▶ _Required work_
Take the lines from the one containing "Target: perched bird" through the end of the records, both included, and change "whole-number pixels" to "integer pixels". Give those lines again with everything else unchanged.

Point labeling records:
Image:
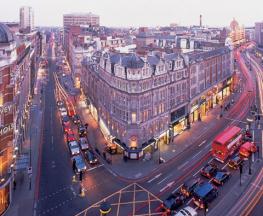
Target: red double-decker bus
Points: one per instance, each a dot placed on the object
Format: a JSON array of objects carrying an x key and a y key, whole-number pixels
[{"x": 226, "y": 143}]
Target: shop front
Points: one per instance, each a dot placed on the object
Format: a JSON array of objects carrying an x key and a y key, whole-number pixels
[
  {"x": 178, "y": 122},
  {"x": 203, "y": 107},
  {"x": 179, "y": 126},
  {"x": 93, "y": 111},
  {"x": 163, "y": 138},
  {"x": 5, "y": 195},
  {"x": 104, "y": 129},
  {"x": 194, "y": 113}
]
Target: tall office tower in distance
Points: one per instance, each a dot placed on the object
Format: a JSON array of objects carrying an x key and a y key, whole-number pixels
[{"x": 26, "y": 19}]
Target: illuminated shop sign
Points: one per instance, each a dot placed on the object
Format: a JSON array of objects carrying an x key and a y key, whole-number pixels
[
  {"x": 6, "y": 129},
  {"x": 6, "y": 109}
]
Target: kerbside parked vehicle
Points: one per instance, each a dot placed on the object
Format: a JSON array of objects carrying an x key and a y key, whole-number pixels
[
  {"x": 226, "y": 143},
  {"x": 204, "y": 194},
  {"x": 247, "y": 149}
]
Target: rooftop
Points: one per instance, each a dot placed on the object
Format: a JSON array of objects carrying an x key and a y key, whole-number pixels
[{"x": 6, "y": 35}]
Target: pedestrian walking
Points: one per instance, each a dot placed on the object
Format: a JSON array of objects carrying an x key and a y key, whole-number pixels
[
  {"x": 74, "y": 165},
  {"x": 14, "y": 185}
]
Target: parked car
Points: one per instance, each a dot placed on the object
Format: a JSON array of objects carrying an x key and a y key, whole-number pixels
[
  {"x": 204, "y": 194},
  {"x": 188, "y": 187},
  {"x": 83, "y": 142},
  {"x": 80, "y": 163},
  {"x": 66, "y": 129},
  {"x": 247, "y": 149},
  {"x": 70, "y": 136},
  {"x": 209, "y": 170},
  {"x": 221, "y": 177},
  {"x": 73, "y": 147},
  {"x": 91, "y": 157},
  {"x": 187, "y": 211},
  {"x": 235, "y": 162},
  {"x": 76, "y": 119},
  {"x": 173, "y": 202},
  {"x": 60, "y": 103},
  {"x": 63, "y": 111},
  {"x": 82, "y": 131},
  {"x": 65, "y": 121}
]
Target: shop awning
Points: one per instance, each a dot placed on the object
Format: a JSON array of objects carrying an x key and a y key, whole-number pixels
[
  {"x": 148, "y": 143},
  {"x": 119, "y": 143}
]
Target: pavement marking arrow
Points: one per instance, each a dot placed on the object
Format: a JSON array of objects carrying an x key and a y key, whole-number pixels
[
  {"x": 155, "y": 177},
  {"x": 202, "y": 143},
  {"x": 167, "y": 186}
]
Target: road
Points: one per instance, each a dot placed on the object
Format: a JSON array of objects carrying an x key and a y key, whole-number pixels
[{"x": 58, "y": 195}]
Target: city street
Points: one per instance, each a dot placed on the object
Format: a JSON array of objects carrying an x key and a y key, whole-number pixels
[{"x": 59, "y": 195}]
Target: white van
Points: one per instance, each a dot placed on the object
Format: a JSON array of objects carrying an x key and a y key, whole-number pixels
[{"x": 187, "y": 211}]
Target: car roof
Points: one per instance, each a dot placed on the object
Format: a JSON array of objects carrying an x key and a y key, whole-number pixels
[
  {"x": 219, "y": 174},
  {"x": 204, "y": 189},
  {"x": 187, "y": 211},
  {"x": 190, "y": 182},
  {"x": 73, "y": 143}
]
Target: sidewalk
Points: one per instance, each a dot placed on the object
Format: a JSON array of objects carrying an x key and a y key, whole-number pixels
[
  {"x": 133, "y": 169},
  {"x": 23, "y": 198}
]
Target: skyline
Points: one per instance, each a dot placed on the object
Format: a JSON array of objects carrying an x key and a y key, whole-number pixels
[{"x": 148, "y": 13}]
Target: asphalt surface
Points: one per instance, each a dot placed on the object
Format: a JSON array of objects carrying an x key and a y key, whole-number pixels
[{"x": 58, "y": 195}]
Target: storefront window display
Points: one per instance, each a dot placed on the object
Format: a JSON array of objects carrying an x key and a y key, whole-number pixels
[
  {"x": 4, "y": 198},
  {"x": 180, "y": 126}
]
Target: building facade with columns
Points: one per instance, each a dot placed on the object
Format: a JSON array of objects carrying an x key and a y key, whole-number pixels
[{"x": 144, "y": 101}]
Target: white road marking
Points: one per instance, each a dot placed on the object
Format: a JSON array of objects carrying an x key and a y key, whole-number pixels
[
  {"x": 167, "y": 186},
  {"x": 181, "y": 166},
  {"x": 202, "y": 143},
  {"x": 189, "y": 201},
  {"x": 176, "y": 188},
  {"x": 197, "y": 172},
  {"x": 155, "y": 177},
  {"x": 197, "y": 154},
  {"x": 73, "y": 191},
  {"x": 224, "y": 166},
  {"x": 164, "y": 179},
  {"x": 95, "y": 167}
]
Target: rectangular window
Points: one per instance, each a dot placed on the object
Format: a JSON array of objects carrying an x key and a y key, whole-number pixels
[{"x": 133, "y": 117}]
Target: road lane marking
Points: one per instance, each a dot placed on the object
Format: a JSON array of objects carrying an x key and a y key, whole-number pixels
[
  {"x": 95, "y": 167},
  {"x": 177, "y": 188},
  {"x": 189, "y": 201},
  {"x": 155, "y": 177},
  {"x": 197, "y": 172},
  {"x": 165, "y": 179},
  {"x": 167, "y": 186},
  {"x": 202, "y": 143},
  {"x": 73, "y": 191},
  {"x": 197, "y": 154},
  {"x": 184, "y": 164}
]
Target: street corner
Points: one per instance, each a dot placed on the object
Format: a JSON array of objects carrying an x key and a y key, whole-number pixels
[{"x": 130, "y": 200}]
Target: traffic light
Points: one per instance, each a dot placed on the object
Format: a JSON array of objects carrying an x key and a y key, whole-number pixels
[
  {"x": 241, "y": 169},
  {"x": 80, "y": 176}
]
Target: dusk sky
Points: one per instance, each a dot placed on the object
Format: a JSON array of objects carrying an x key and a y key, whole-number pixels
[{"x": 140, "y": 12}]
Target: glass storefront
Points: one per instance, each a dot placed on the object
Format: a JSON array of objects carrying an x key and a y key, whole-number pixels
[
  {"x": 164, "y": 138},
  {"x": 180, "y": 126},
  {"x": 202, "y": 109},
  {"x": 194, "y": 114},
  {"x": 94, "y": 112},
  {"x": 4, "y": 198},
  {"x": 226, "y": 91}
]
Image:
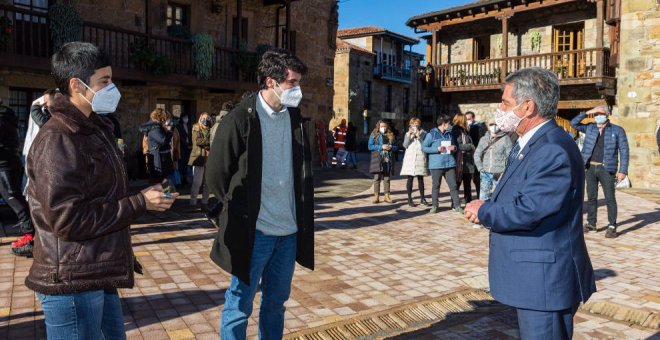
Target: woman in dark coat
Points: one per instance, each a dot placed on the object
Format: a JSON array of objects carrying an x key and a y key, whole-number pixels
[
  {"x": 159, "y": 146},
  {"x": 382, "y": 145}
]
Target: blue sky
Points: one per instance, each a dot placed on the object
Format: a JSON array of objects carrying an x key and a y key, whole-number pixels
[{"x": 390, "y": 14}]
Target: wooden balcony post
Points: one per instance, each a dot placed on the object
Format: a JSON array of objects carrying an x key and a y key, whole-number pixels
[
  {"x": 434, "y": 47},
  {"x": 505, "y": 44},
  {"x": 600, "y": 21}
]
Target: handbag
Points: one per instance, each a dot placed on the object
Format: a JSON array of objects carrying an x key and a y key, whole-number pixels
[{"x": 624, "y": 183}]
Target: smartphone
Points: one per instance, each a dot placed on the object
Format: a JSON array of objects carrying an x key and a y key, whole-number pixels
[{"x": 168, "y": 189}]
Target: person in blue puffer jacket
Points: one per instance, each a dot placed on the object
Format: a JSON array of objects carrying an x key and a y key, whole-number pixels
[
  {"x": 382, "y": 145},
  {"x": 441, "y": 146},
  {"x": 604, "y": 144}
]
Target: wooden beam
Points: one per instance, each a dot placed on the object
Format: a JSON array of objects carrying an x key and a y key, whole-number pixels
[
  {"x": 580, "y": 104},
  {"x": 600, "y": 27},
  {"x": 505, "y": 46},
  {"x": 486, "y": 14}
]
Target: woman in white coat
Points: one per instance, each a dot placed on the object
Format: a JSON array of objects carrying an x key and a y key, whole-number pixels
[{"x": 414, "y": 160}]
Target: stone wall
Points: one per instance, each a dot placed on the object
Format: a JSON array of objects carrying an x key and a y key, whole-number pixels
[
  {"x": 638, "y": 88},
  {"x": 457, "y": 42},
  {"x": 314, "y": 21}
]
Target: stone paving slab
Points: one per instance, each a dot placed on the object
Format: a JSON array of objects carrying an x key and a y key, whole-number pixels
[{"x": 369, "y": 258}]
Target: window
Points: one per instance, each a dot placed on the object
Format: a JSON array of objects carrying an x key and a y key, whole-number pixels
[
  {"x": 566, "y": 39},
  {"x": 406, "y": 100},
  {"x": 291, "y": 43},
  {"x": 244, "y": 31},
  {"x": 20, "y": 101},
  {"x": 481, "y": 48},
  {"x": 32, "y": 5},
  {"x": 177, "y": 15},
  {"x": 388, "y": 99},
  {"x": 367, "y": 95}
]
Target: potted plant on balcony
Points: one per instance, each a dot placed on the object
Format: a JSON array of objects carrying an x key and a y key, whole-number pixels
[
  {"x": 203, "y": 55},
  {"x": 65, "y": 24},
  {"x": 496, "y": 75},
  {"x": 6, "y": 32},
  {"x": 461, "y": 77}
]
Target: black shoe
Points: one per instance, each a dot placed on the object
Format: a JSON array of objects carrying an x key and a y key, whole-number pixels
[
  {"x": 25, "y": 251},
  {"x": 611, "y": 232},
  {"x": 588, "y": 227}
]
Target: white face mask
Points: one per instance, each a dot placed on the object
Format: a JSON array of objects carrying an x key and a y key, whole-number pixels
[
  {"x": 600, "y": 119},
  {"x": 290, "y": 97},
  {"x": 105, "y": 101},
  {"x": 507, "y": 121}
]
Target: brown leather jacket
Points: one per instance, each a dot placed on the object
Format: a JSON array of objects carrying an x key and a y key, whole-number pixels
[{"x": 80, "y": 205}]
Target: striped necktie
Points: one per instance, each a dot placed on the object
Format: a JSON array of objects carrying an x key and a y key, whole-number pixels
[{"x": 513, "y": 154}]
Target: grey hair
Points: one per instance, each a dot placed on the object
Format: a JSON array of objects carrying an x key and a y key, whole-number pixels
[{"x": 536, "y": 84}]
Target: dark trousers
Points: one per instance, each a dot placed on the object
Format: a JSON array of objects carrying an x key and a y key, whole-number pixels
[
  {"x": 420, "y": 185},
  {"x": 476, "y": 179},
  {"x": 10, "y": 190},
  {"x": 467, "y": 186},
  {"x": 540, "y": 325},
  {"x": 386, "y": 182},
  {"x": 450, "y": 176},
  {"x": 598, "y": 174}
]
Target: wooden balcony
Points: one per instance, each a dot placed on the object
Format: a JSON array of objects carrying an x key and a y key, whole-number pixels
[
  {"x": 394, "y": 73},
  {"x": 588, "y": 66},
  {"x": 166, "y": 60}
]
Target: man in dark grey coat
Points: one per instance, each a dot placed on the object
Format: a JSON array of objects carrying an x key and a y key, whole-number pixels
[{"x": 259, "y": 168}]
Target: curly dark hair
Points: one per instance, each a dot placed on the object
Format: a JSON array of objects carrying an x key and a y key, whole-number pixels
[{"x": 275, "y": 63}]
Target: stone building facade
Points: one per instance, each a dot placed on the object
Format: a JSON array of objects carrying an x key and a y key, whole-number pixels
[
  {"x": 375, "y": 77},
  {"x": 638, "y": 88},
  {"x": 311, "y": 35},
  {"x": 604, "y": 52}
]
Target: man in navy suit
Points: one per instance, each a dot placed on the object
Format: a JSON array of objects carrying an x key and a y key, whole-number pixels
[{"x": 538, "y": 260}]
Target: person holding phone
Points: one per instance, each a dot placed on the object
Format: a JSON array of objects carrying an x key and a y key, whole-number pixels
[
  {"x": 80, "y": 202},
  {"x": 382, "y": 145},
  {"x": 440, "y": 145},
  {"x": 415, "y": 164}
]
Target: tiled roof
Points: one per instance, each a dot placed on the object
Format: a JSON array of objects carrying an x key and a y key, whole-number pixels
[
  {"x": 344, "y": 45},
  {"x": 470, "y": 5},
  {"x": 359, "y": 31},
  {"x": 371, "y": 30}
]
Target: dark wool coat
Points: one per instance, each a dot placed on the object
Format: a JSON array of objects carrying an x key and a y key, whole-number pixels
[{"x": 233, "y": 174}]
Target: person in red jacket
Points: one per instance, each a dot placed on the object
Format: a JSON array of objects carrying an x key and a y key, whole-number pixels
[
  {"x": 322, "y": 143},
  {"x": 339, "y": 135}
]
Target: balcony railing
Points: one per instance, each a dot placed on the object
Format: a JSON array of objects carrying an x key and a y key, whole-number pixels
[
  {"x": 30, "y": 37},
  {"x": 578, "y": 66},
  {"x": 392, "y": 72}
]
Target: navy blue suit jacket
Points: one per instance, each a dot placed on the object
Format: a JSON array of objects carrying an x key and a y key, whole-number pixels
[{"x": 538, "y": 259}]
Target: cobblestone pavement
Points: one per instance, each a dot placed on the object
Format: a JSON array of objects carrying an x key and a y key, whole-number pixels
[{"x": 368, "y": 258}]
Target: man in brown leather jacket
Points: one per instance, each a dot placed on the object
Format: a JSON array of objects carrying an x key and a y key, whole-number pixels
[{"x": 80, "y": 203}]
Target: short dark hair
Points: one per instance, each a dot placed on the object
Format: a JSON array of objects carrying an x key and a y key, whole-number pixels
[
  {"x": 442, "y": 119},
  {"x": 275, "y": 62},
  {"x": 76, "y": 60}
]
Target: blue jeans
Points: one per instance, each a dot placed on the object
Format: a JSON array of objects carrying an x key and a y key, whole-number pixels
[
  {"x": 273, "y": 261},
  {"x": 488, "y": 184},
  {"x": 88, "y": 315}
]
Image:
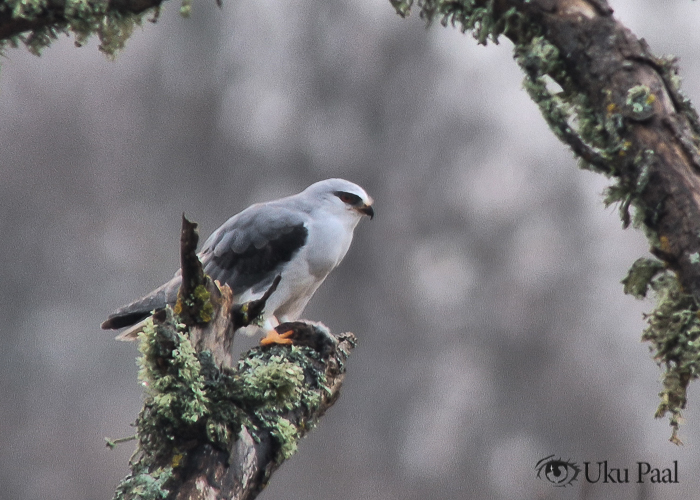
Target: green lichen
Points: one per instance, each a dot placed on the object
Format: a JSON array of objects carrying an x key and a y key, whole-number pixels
[
  {"x": 287, "y": 437},
  {"x": 480, "y": 18},
  {"x": 639, "y": 101},
  {"x": 598, "y": 136},
  {"x": 273, "y": 391},
  {"x": 640, "y": 277},
  {"x": 674, "y": 333},
  {"x": 145, "y": 485}
]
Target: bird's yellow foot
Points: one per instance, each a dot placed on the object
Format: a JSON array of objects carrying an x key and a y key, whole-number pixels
[{"x": 277, "y": 338}]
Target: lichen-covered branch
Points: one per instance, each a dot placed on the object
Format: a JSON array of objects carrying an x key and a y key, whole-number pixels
[
  {"x": 37, "y": 22},
  {"x": 212, "y": 430},
  {"x": 621, "y": 111}
]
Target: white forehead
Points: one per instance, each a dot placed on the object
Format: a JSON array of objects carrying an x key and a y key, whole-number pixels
[{"x": 333, "y": 185}]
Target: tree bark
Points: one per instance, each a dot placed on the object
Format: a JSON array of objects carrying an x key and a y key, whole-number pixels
[
  {"x": 212, "y": 430},
  {"x": 620, "y": 110}
]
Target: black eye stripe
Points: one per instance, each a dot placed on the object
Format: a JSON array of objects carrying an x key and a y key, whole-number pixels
[{"x": 349, "y": 198}]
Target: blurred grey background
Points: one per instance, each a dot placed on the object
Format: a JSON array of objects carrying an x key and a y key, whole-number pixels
[{"x": 493, "y": 329}]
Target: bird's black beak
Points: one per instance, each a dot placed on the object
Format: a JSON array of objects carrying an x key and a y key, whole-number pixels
[{"x": 367, "y": 210}]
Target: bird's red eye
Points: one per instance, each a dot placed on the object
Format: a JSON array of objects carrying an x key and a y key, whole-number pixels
[{"x": 349, "y": 198}]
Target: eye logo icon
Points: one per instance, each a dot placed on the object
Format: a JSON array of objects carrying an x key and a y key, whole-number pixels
[{"x": 557, "y": 471}]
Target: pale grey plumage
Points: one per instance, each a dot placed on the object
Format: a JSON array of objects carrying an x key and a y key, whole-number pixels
[{"x": 302, "y": 238}]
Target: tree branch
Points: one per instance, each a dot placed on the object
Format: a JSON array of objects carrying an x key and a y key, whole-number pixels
[
  {"x": 210, "y": 430},
  {"x": 620, "y": 110}
]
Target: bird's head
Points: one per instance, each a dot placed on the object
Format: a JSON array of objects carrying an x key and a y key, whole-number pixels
[{"x": 341, "y": 196}]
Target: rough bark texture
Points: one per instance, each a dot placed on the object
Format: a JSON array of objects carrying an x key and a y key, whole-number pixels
[
  {"x": 606, "y": 61},
  {"x": 216, "y": 431},
  {"x": 620, "y": 110}
]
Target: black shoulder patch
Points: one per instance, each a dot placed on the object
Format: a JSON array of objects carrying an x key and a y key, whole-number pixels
[{"x": 256, "y": 266}]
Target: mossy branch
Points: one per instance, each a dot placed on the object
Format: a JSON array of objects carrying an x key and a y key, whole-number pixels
[
  {"x": 36, "y": 23},
  {"x": 212, "y": 430},
  {"x": 621, "y": 111}
]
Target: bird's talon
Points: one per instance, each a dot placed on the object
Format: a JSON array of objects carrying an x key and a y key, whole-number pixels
[{"x": 273, "y": 337}]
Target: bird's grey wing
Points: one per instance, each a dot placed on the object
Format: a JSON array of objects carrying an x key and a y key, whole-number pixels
[
  {"x": 251, "y": 248},
  {"x": 139, "y": 309}
]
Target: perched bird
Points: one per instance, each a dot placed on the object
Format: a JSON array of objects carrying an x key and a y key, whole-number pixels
[{"x": 301, "y": 238}]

▶ _Written response_
Target: perched bird
Points: one per instance, each a dot placed on the object
Format: a JSON array of objects carrying an x key and a y key, integer pixels
[{"x": 301, "y": 238}]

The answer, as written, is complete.